CONSIGNES:
1. Selon l'extrait sur Berthet, dans quel arrondissement de Paris est-il né ?
2. Réécris le passage de l'extrait sur Berthet qui va de « Le parcours de » à « fourmillante des 80’s. », en remplaçant « atypique » par « singulier ».

EXTRAIT DE PAGE:
*-*-*

Un jeune Berthet regarde Cabu à la télévision dans les émissions de Dorothée et se rêve en dessinateur. Encouragé par ses frères et sœurs il se met à dessiner.

C’est le moment où le hip-hop déferle en France, l’un de ses aînés y participe, c’est donc tout naturel que le jeune futur artiste s’y penche un peu plus, et que le graffiti commence à lui titiller l’esprit.

Berthet embrassera cette culture, en spectateur, pas assez grand pour en faire partie, pas assez jeune pour ne pas comprendre qu’il est en train de vivre un moment important : « J’ai été dedans direct, ça faisait partie de ma vie. Mon grand-frère a participé à l’organisation des premiers concerts de rappeurs, les NTM étaient dans le coin, j’ai vu les premiers murs de JonOne, je parcourais la Zulu Letter, et je me retrouvais en voiture avec Akhenaton de IAM. Mais ça, je ne l’ai réalisé que plus tard, je ne savais pas qui c’était à l’époque ! »

Le parcours de Berthet est atypique. De Paris 14ème, où il naît, à La Courneuve et Aubervilliers où il grandit, l’homme qu’il est aujourd’hui a eu plusieurs vies. Au milieu de sept enfants, des parents attentifs et présents, bercé par Dorothée, son club et sa télé, ses dessins-animés archi-colorés, mouvementés, mangas, parfois grivois, il grandit et s’imprègne de cette culture fourmillante des 80’s.

*-*-*

DONNÉES FOURNIES:

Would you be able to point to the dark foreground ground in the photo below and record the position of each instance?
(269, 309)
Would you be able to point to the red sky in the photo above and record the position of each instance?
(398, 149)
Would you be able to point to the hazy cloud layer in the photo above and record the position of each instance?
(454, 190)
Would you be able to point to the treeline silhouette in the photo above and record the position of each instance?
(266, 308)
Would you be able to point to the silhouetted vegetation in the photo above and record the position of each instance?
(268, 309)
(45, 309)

*-*-*

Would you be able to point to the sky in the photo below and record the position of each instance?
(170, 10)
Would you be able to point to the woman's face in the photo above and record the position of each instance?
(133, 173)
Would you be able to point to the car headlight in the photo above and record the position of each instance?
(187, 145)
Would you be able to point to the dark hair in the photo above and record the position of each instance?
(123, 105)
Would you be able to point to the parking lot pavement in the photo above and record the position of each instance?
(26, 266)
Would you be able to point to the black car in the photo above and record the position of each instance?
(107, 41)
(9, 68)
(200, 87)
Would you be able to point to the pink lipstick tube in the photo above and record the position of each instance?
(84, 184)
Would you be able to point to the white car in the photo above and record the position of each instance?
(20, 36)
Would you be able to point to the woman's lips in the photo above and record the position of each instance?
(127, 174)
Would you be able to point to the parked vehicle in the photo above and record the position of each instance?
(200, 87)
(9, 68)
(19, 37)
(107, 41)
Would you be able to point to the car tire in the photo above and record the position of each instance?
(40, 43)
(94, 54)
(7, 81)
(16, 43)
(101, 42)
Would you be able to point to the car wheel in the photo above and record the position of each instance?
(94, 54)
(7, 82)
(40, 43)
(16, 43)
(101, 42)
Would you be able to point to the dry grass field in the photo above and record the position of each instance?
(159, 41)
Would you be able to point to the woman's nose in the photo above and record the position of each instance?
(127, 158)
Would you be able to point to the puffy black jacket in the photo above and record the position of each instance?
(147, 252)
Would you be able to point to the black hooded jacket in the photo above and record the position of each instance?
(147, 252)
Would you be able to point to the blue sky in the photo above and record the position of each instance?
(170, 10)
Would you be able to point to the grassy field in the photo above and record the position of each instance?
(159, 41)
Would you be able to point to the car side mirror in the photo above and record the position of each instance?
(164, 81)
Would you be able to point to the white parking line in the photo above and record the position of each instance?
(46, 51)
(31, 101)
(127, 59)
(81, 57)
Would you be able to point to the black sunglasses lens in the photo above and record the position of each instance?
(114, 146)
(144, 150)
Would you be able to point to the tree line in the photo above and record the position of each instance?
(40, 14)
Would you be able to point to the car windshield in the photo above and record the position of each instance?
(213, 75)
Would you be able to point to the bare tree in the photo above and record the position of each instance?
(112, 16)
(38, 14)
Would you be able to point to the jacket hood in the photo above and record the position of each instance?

*-*-*

CORRIGÉS:
1. Dans le 14ème arrondissement.

2.
Le parcours de Berthet est singulier. De Paris 14ème, où il naît, à La Courneuve et Aubervilliers où il grandit, l’homme qu’il est aujourd’hui a eu plusieurs vies. Au milieu de sept enfants, des parents attentifs et présents, bercé par Dorothée, son club et sa télé, ses dessins-animés archi-colorés, mouvementés, mangas, parfois grivois, il grandit et s’imprègne de cette culture fourmillante des 80’s.